### To do
Starting with the first line of the records and going on through the line with "Give the mask of the small wooden", rewrite those lines, switching "mask" to "outline" and keeping everything else the same.

** begin Extracted data **

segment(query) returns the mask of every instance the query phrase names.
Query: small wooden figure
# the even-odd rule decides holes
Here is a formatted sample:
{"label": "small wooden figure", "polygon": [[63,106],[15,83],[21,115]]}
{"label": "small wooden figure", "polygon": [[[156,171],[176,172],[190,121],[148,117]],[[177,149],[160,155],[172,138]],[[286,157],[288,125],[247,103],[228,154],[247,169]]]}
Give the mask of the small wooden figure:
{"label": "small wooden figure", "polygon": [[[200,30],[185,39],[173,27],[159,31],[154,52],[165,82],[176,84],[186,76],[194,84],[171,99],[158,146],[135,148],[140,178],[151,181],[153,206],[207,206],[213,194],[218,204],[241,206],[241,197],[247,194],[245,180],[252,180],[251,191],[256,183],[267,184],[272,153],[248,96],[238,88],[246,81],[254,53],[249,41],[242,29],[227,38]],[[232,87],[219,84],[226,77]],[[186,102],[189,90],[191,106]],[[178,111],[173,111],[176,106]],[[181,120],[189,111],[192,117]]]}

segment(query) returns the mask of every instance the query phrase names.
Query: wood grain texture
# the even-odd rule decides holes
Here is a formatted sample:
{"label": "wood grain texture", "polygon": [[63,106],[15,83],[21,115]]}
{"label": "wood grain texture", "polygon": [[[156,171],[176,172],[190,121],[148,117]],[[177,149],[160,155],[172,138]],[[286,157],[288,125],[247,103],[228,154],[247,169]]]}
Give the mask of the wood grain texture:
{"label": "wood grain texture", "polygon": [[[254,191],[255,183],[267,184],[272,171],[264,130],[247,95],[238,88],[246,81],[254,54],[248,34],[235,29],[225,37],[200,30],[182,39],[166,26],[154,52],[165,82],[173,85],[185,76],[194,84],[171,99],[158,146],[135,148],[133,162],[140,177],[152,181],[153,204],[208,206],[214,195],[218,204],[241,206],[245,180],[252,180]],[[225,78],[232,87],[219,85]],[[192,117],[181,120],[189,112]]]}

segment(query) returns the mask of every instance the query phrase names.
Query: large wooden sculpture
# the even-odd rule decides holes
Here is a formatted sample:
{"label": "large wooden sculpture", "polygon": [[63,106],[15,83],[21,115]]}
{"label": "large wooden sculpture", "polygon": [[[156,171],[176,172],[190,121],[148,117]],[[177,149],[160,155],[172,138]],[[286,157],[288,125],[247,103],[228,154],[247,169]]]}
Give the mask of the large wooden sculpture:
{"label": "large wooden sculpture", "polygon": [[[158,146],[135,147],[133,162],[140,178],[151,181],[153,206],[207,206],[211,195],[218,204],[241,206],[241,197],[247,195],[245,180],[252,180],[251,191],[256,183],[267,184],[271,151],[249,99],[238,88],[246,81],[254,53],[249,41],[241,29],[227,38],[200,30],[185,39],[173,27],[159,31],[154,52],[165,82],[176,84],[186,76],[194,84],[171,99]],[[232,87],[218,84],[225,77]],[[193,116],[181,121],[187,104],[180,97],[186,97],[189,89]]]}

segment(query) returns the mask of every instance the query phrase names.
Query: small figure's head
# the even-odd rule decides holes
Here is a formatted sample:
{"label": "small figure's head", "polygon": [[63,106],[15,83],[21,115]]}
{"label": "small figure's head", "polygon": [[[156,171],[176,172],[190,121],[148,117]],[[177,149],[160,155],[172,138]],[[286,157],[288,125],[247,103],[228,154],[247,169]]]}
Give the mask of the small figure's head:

** end Extracted data **

### Output of the task
segment(query) returns the outline of every instance the query phrase names.
Query: small wooden figure
# the even-odd rule decides holes
Here is a formatted sample:
{"label": "small wooden figure", "polygon": [[63,106],[15,83],[21,115]]}
{"label": "small wooden figure", "polygon": [[[156,171],[176,172],[190,121],[148,117]],[[177,149],[160,155],[172,138]],[[286,157],[288,125],[247,103],[228,154],[247,169]]]}
Give the outline of the small wooden figure:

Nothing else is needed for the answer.